:: DATA
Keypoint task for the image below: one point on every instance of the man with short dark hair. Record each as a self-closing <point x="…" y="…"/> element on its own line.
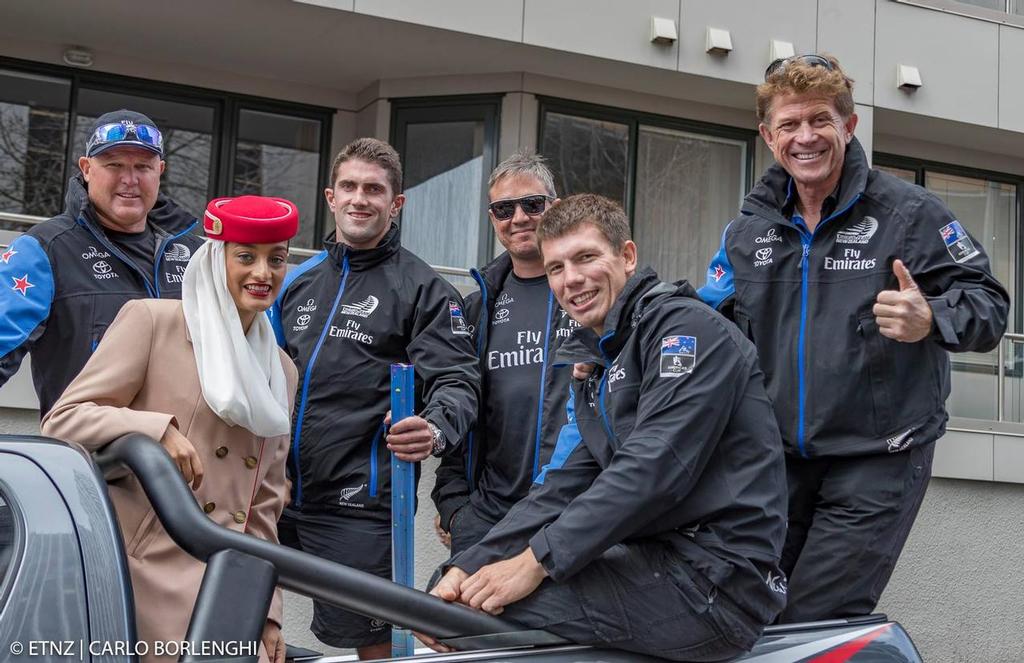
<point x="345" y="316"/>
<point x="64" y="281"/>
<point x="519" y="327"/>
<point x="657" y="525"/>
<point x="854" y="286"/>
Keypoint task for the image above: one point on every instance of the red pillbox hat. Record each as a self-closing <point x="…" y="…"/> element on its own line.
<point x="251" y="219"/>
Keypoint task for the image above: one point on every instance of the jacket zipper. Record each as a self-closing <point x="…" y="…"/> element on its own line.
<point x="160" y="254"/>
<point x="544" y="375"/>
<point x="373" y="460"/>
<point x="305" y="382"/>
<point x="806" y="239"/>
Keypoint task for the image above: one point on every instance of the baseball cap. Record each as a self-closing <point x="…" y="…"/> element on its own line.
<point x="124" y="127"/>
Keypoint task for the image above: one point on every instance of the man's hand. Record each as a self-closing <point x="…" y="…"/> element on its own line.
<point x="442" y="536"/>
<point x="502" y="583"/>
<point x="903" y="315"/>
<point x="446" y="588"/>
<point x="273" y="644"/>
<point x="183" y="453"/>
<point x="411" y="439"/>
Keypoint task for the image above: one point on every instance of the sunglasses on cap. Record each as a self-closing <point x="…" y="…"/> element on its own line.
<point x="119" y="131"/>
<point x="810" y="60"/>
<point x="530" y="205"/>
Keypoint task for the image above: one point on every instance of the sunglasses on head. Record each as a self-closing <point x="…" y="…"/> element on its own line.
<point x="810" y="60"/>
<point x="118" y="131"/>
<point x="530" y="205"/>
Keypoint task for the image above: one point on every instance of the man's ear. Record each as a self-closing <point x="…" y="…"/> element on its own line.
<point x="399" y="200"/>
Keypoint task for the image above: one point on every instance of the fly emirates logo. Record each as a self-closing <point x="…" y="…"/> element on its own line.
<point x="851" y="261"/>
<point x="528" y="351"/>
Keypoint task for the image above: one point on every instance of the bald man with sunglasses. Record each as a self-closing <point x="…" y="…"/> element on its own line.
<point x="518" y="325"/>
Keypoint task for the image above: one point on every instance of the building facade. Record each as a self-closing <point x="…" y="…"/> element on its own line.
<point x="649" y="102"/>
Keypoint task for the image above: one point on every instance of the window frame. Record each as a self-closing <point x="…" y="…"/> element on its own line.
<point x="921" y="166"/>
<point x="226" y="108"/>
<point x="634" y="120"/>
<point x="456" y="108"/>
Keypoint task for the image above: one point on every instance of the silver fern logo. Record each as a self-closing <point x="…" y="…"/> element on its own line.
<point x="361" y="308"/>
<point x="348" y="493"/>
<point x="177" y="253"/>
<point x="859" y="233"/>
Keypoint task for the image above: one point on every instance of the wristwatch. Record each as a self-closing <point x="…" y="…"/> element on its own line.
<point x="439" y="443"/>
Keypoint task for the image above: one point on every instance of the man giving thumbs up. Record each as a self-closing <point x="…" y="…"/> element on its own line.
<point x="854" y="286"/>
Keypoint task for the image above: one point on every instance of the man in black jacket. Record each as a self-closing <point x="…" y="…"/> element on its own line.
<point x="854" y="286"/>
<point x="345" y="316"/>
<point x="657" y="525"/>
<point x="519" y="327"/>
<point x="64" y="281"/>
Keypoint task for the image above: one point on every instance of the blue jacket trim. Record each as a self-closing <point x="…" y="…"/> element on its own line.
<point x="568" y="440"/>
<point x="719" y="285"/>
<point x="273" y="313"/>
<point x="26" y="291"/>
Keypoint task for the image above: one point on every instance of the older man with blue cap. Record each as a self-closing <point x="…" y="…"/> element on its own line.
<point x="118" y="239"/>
::::
Once the pictures are set aside, write out the entries verbatim.

* WRITTEN ANSWER:
Keypoint task for the image below: one point on every instance of the man with short dark hair. Record each as a self-closing <point x="…" y="…"/> element on its own line.
<point x="345" y="316"/>
<point x="64" y="281"/>
<point x="519" y="327"/>
<point x="657" y="525"/>
<point x="854" y="286"/>
Keypoint task for the image above: one point on every instance of the red pillbox hat. Record each as a self-closing <point x="…" y="…"/> element on its own line.
<point x="251" y="219"/>
Keypoint task for the image above: one point on every instance of the jacket zipper. Record each as a self-closing <point x="…" y="…"/> element on its own line.
<point x="160" y="254"/>
<point x="544" y="375"/>
<point x="373" y="460"/>
<point x="305" y="382"/>
<point x="806" y="239"/>
Keypoint task for the image above: one point on every instance of the baseball cap. Record each as a self-closing <point x="…" y="…"/> element on its own line.
<point x="124" y="127"/>
Keypoint task for the image above: one point on every instance of the man's hand. Record each as a self-closing <point x="…" y="…"/> element on its own line.
<point x="442" y="536"/>
<point x="502" y="583"/>
<point x="903" y="315"/>
<point x="446" y="588"/>
<point x="273" y="644"/>
<point x="183" y="453"/>
<point x="411" y="439"/>
Keypoint task for the image above: one point on every instance of the sunglasses on cap. Record each as a self-closing <point x="…" y="…"/> element on its own line.
<point x="119" y="131"/>
<point x="810" y="60"/>
<point x="530" y="205"/>
Keypoint task for the image above: one point on every instance of the sunglasses on head. Record each as a self-closing <point x="…" y="…"/> element on its own line.
<point x="810" y="60"/>
<point x="118" y="131"/>
<point x="530" y="205"/>
Keypoint task for the image above: one point on every instance of the man's ear. Record each as a self-closing <point x="…" y="…"/> element on its own line.
<point x="399" y="200"/>
Keypoint task for the image above: one point on every instance of the fly emirates logo. Record each as a self-closing <point x="…" y="…"/> element on its own line.
<point x="851" y="261"/>
<point x="528" y="351"/>
Keypoint task for the image above: one point on every instance of the bald man with sunglasses. Record each as a self-closing <point x="…" y="…"/> element on its own line.
<point x="518" y="325"/>
Keypoint task for the image above: one point on every instance of the building facade. Record each as a self-closing <point x="…" y="…"/> element on its own line.
<point x="649" y="102"/>
Keypoint task for the image above: one point on every instance of the window frame. Record each as a self-closing <point x="…" y="…"/> element on its own line.
<point x="921" y="166"/>
<point x="226" y="108"/>
<point x="634" y="120"/>
<point x="456" y="108"/>
Keypoint task for the image above: one point on every instance of the silver fern logo. Record each as a self-closing <point x="…" y="…"/> element on its own line.
<point x="361" y="308"/>
<point x="348" y="493"/>
<point x="177" y="253"/>
<point x="859" y="233"/>
Keypoint task for the image above: one point on every instance of the wristwatch. Record each as a self-closing <point x="…" y="…"/> element on its own line.
<point x="439" y="443"/>
Keypoint task for the image above: one point on every instance of the man giving thumbs up. Record each as a self-closing <point x="…" y="…"/> element on its own line.
<point x="854" y="286"/>
Keypoint task for the image above: one point on every instance of the man in black jacket. Record each as a self-closing <point x="…" y="…"/> element on its own line.
<point x="854" y="286"/>
<point x="345" y="316"/>
<point x="657" y="525"/>
<point x="519" y="327"/>
<point x="64" y="281"/>
Keypoint task for the image above: one point on every instance of the blue jacket trim. Record each as a self-closing <point x="…" y="…"/> element on its own line.
<point x="568" y="440"/>
<point x="719" y="285"/>
<point x="273" y="313"/>
<point x="26" y="291"/>
Keypoint task for the image above: one point on every instance of the older man with blue cap. Record each as a self-closing <point x="…" y="…"/> element on its own line.
<point x="118" y="239"/>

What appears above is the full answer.